#### Data provided ####

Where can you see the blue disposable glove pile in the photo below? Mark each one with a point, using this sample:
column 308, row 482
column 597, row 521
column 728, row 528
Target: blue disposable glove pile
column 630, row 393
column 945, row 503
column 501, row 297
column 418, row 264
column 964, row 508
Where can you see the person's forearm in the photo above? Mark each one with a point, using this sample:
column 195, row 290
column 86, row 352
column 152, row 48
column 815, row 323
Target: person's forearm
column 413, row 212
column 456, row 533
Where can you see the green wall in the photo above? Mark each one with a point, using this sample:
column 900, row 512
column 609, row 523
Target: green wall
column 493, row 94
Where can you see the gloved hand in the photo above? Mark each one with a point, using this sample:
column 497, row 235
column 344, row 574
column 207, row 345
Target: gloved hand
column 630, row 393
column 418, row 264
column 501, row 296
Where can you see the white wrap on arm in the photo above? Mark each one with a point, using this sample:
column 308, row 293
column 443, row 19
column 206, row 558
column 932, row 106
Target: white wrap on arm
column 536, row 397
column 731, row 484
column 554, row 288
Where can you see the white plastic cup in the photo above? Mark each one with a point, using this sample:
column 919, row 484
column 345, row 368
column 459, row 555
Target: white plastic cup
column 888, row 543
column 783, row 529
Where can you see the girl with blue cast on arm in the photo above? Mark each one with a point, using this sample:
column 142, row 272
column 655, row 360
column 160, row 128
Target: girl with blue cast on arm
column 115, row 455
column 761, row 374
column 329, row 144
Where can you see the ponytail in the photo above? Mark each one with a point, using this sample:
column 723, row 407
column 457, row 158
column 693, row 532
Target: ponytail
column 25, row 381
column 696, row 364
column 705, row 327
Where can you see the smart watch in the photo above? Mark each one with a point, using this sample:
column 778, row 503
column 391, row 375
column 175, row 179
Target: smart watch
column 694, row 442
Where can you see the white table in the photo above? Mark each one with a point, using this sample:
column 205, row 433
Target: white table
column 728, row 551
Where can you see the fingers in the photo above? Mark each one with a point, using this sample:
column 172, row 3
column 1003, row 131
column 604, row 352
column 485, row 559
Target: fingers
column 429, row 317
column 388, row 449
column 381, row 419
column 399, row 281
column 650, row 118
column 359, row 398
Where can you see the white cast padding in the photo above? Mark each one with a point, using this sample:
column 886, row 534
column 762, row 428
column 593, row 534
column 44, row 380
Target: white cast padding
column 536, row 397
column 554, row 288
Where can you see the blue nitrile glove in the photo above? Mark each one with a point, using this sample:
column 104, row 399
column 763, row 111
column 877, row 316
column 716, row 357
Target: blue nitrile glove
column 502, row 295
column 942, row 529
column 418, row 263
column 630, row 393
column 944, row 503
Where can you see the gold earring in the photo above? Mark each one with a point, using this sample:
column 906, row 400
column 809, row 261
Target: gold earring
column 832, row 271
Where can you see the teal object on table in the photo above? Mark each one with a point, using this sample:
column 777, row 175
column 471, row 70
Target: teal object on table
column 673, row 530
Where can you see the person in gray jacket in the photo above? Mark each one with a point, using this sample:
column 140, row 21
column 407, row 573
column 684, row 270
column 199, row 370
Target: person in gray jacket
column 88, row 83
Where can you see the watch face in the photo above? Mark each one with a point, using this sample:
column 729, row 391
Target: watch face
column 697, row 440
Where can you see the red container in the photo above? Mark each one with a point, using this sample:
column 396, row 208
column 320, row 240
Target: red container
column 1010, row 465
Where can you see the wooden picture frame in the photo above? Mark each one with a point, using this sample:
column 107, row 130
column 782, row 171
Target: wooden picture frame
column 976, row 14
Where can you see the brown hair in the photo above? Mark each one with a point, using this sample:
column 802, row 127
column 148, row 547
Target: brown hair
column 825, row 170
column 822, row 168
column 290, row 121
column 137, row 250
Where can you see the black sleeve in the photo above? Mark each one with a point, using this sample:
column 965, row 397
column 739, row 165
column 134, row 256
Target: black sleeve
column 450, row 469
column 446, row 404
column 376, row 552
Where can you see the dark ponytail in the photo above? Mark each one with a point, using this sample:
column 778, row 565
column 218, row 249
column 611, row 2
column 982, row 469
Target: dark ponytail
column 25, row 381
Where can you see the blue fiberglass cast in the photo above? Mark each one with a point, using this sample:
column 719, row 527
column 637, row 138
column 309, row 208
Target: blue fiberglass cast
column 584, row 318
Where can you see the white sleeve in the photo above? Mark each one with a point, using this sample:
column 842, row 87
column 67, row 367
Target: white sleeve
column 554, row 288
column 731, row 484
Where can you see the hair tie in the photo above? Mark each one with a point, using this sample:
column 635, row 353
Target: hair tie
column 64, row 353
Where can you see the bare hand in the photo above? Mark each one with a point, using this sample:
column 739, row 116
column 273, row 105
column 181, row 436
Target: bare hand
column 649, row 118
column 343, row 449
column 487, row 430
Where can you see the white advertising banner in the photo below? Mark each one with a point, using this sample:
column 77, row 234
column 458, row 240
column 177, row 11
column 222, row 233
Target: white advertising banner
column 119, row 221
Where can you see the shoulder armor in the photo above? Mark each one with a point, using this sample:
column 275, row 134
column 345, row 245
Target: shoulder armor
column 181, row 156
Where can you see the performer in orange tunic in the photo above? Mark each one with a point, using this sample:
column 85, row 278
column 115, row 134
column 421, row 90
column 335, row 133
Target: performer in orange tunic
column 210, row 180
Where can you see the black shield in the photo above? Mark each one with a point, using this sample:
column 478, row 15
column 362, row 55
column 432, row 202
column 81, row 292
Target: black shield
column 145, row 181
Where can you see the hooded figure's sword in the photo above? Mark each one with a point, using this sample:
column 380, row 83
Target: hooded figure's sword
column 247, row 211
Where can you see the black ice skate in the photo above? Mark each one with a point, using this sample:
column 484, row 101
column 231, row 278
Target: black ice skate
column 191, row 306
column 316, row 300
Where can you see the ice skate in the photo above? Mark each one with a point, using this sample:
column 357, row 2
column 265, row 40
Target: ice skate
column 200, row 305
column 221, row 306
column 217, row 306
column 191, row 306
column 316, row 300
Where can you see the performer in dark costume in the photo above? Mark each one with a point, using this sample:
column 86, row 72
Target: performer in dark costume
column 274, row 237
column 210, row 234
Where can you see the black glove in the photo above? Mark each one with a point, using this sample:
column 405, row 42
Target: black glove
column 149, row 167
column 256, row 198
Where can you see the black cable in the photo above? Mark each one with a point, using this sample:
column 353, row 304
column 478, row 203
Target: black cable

####

Problem description:
Using the data above, reproduce exactly the lines between those holding "column 719, row 527" and "column 67, row 367", inclusive, and no others.

Response for this exercise:
column 719, row 527
column 637, row 138
column 309, row 208
Target: blue fiberglass cast
column 584, row 318
Where can you see the white sleeve in the photo above? Mark each one with a point, using this sample:
column 842, row 87
column 67, row 367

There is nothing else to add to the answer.